- What the task asks -
Copy the records below verbatim, beginning with their first line and stopping after the line that contains "7), (52, 15)]".
--------
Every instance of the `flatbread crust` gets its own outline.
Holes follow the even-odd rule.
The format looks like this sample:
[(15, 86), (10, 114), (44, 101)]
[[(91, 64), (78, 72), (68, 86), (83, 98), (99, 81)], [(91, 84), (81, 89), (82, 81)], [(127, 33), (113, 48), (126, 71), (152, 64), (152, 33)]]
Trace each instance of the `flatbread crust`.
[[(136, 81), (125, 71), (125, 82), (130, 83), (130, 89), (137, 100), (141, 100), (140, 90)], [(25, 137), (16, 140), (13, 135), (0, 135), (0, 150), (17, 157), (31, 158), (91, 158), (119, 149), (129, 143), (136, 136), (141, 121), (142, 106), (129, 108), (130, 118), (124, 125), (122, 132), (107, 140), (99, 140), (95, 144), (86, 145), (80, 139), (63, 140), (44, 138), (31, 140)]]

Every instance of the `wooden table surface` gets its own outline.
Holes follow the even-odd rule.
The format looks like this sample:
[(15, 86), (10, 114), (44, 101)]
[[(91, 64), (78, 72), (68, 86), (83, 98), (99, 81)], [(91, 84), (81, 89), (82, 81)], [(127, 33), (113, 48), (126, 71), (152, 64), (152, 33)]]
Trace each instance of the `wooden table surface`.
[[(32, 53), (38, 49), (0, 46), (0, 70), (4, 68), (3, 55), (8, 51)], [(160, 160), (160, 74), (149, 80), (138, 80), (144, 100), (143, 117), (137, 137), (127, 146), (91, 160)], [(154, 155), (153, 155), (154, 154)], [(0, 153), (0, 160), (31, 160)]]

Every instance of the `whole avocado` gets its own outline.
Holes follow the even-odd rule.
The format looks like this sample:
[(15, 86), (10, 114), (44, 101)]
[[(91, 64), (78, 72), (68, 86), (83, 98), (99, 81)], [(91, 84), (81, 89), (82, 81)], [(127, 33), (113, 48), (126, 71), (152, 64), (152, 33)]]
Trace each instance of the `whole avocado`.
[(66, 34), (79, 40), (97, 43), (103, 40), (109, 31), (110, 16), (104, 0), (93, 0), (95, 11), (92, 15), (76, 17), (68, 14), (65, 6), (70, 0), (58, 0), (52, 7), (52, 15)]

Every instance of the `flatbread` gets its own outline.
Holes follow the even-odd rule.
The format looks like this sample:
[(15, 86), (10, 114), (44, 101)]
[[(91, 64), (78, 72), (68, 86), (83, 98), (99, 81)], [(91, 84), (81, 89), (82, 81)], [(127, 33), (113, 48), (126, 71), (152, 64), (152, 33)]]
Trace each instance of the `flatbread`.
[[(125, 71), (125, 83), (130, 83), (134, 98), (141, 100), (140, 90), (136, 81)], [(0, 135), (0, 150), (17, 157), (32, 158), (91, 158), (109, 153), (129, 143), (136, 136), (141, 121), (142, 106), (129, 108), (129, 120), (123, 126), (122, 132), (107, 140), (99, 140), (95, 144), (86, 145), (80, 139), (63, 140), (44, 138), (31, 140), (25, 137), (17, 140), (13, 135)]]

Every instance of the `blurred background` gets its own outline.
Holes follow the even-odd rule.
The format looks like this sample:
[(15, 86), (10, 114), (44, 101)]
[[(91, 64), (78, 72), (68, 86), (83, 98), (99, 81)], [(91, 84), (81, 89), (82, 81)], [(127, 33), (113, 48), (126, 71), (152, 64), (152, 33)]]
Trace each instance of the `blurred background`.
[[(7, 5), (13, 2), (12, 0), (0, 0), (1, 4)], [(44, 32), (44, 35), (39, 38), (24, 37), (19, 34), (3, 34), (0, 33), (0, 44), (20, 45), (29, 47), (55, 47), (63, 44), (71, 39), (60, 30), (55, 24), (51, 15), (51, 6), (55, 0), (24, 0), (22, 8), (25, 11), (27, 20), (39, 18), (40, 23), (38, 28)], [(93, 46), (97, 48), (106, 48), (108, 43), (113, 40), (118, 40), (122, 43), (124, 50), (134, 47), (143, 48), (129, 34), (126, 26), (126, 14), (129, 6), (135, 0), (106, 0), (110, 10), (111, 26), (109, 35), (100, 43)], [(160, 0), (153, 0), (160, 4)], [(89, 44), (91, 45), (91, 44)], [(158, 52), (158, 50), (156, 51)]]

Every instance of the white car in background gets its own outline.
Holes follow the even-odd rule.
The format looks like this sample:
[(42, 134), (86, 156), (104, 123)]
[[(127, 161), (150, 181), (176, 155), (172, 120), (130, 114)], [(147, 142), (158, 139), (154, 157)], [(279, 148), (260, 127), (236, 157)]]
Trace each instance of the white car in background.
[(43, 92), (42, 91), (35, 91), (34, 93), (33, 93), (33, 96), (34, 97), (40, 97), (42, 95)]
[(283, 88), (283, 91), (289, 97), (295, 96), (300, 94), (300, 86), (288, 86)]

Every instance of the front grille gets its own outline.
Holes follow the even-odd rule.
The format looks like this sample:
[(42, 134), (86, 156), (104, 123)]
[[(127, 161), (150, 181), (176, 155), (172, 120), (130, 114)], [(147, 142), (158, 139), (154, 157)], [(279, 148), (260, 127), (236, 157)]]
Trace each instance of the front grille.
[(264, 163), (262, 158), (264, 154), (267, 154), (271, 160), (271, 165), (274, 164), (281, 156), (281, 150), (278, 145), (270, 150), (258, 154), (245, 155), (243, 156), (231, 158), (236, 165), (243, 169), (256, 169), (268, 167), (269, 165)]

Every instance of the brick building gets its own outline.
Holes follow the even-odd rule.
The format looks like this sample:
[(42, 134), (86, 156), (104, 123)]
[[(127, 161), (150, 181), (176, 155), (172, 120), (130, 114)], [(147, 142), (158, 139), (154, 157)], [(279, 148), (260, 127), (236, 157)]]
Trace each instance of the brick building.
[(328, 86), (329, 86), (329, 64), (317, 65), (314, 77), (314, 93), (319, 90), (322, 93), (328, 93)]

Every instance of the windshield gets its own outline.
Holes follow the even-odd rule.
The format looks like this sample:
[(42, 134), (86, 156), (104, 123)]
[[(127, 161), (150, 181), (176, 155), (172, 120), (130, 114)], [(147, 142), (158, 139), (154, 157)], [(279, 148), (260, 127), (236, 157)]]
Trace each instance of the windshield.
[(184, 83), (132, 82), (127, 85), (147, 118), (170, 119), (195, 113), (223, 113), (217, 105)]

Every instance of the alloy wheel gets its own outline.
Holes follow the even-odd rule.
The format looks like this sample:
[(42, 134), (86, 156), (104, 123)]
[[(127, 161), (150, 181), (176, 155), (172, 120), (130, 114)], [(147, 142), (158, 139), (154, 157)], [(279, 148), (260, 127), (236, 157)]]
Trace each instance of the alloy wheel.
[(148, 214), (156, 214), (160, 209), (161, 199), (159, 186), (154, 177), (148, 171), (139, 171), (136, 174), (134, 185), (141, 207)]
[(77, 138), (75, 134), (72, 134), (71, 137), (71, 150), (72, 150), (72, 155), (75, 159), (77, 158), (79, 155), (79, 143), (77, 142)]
--------
- Exercise answer -
Every instance of the `flatbread crust` gets its own outline.
Holes follow the even-odd rule.
The format looks like this sample:
[(15, 86), (10, 114), (44, 101)]
[[(91, 64), (78, 72), (68, 86), (83, 98), (99, 81)], [(91, 84), (81, 89), (82, 81)], [(127, 33), (113, 48), (126, 71), (152, 64), (152, 33)]]
Trace each instance of the `flatbread crust`.
[[(136, 81), (125, 71), (125, 82), (130, 83), (130, 89), (137, 100), (141, 100), (140, 90)], [(25, 137), (16, 140), (13, 135), (0, 135), (0, 150), (17, 157), (31, 158), (91, 158), (119, 149), (129, 143), (136, 136), (141, 121), (142, 106), (129, 108), (130, 118), (124, 125), (122, 132), (107, 140), (99, 140), (95, 144), (86, 145), (80, 139), (63, 140), (44, 138), (31, 140)]]

Every instance of the `wooden table surface` gets its own outline.
Holes follow the even-odd rule.
The format looks like this sample:
[(15, 86), (10, 114), (44, 101)]
[[(91, 64), (78, 72), (68, 86), (83, 98), (99, 81)], [(91, 84), (81, 89), (82, 81)], [(127, 33), (113, 48), (126, 71), (152, 64), (152, 33)]]
Trace each instance of the `wooden table surface`.
[[(32, 53), (38, 49), (0, 46), (0, 70), (4, 68), (3, 55), (8, 51)], [(160, 160), (160, 74), (149, 80), (138, 80), (144, 100), (143, 117), (137, 137), (127, 146), (91, 160)], [(154, 155), (153, 155), (154, 154)], [(0, 153), (0, 160), (31, 160)]]

Every instance of the `whole avocado` gets its own outline.
Holes follow the even-odd rule.
The format looks like this sample:
[(15, 86), (10, 114), (44, 101)]
[[(91, 64), (78, 72), (68, 86), (83, 98), (99, 81)], [(91, 84), (81, 89), (82, 81)], [(127, 33), (113, 48), (126, 71), (152, 64), (152, 33)]]
Trace each instance of the `whole avocado`.
[(66, 34), (79, 40), (97, 43), (103, 40), (109, 31), (110, 16), (104, 0), (93, 0), (95, 11), (92, 15), (76, 17), (68, 14), (65, 6), (70, 0), (58, 0), (52, 7), (52, 15)]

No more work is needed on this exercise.